Object point labels:
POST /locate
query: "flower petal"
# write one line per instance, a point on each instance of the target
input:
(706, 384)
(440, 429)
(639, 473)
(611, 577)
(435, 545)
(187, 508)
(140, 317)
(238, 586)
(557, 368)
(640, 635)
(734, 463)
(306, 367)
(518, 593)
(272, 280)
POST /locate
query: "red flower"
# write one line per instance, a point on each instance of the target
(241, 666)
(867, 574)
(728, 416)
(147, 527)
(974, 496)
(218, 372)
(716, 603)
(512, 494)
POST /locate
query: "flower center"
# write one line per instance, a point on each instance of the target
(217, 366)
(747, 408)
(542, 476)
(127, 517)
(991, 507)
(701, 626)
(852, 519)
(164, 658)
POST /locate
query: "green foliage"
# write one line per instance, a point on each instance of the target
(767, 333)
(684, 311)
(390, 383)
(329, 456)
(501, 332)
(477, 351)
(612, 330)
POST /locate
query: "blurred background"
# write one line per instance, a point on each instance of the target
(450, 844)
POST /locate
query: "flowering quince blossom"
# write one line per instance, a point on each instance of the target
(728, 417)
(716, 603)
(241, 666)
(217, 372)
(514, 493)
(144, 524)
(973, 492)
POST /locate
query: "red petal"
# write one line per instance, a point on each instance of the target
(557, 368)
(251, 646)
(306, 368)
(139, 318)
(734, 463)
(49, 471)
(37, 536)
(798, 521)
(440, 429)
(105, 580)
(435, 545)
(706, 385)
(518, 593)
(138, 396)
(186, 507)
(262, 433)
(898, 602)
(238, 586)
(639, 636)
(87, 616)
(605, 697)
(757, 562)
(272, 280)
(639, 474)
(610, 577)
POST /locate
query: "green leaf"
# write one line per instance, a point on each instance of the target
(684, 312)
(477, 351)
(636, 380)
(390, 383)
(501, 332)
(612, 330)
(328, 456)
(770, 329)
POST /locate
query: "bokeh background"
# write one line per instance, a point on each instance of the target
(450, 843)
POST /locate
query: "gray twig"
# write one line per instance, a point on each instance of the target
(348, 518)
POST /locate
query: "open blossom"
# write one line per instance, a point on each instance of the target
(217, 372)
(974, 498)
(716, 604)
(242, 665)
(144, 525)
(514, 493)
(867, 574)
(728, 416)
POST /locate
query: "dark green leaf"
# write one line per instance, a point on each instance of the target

SHORT PROBLEM: Pull out each record as written and restate it exactly.

WRITTEN SOLUTION:
POST /locate
query: "flower petal"
# write one line per instance, a point on each instance of the target
input:
(706, 384)
(440, 429)
(639, 473)
(611, 577)
(435, 545)
(187, 508)
(140, 317)
(238, 586)
(557, 368)
(640, 635)
(734, 463)
(306, 367)
(518, 593)
(272, 280)
POST /locate
query: "red flower"
# write one line per instance, a point on each instance of the target
(241, 666)
(867, 574)
(728, 416)
(147, 527)
(974, 496)
(218, 372)
(716, 603)
(512, 494)
POST /locate
query: "flower center"
# write one line per instance, a point on each instance of the target
(217, 366)
(747, 408)
(542, 476)
(127, 517)
(991, 507)
(701, 626)
(852, 519)
(164, 658)
POST /locate
query: "green foliage"
# write one line per instance, a point on each instance of the target
(767, 333)
(684, 311)
(390, 383)
(329, 456)
(501, 332)
(477, 351)
(612, 330)
POST /locate
query: "blurred background"
# write one line per instance, a point on each instance of the target
(450, 844)
POST /locate
query: "flowering quince blossom"
# write one line per instance, a point on each instance of the target
(728, 417)
(716, 603)
(241, 666)
(217, 372)
(514, 493)
(144, 524)
(973, 492)
POST /locate
query: "red petal"
# write one line per instance, a point on each instance of the target
(557, 368)
(251, 646)
(306, 368)
(139, 318)
(734, 463)
(49, 471)
(37, 536)
(798, 521)
(440, 429)
(105, 580)
(435, 545)
(706, 385)
(518, 593)
(138, 396)
(186, 507)
(262, 433)
(898, 602)
(238, 586)
(639, 636)
(87, 616)
(605, 697)
(757, 562)
(272, 280)
(639, 474)
(610, 577)
POST /locate
query: "green leaf"
# write one line per instance, a point on each instance of the target
(684, 312)
(477, 351)
(636, 380)
(390, 383)
(501, 332)
(612, 330)
(328, 456)
(770, 329)
POST /locate
query: "bokeh background"
# write one line per instance, a point on each instance of the target
(450, 843)
POST /locate
query: "gray twig"
# write one line per instance, a point on each instance of the target
(348, 518)
POST /locate
query: "open blossom"
# write one line per instance, a point on each instance of the target
(217, 372)
(974, 498)
(716, 604)
(242, 665)
(144, 525)
(514, 493)
(867, 574)
(728, 416)
POST /locate
query: "dark green leaf"
# write one line per instance, a point on each instance of the target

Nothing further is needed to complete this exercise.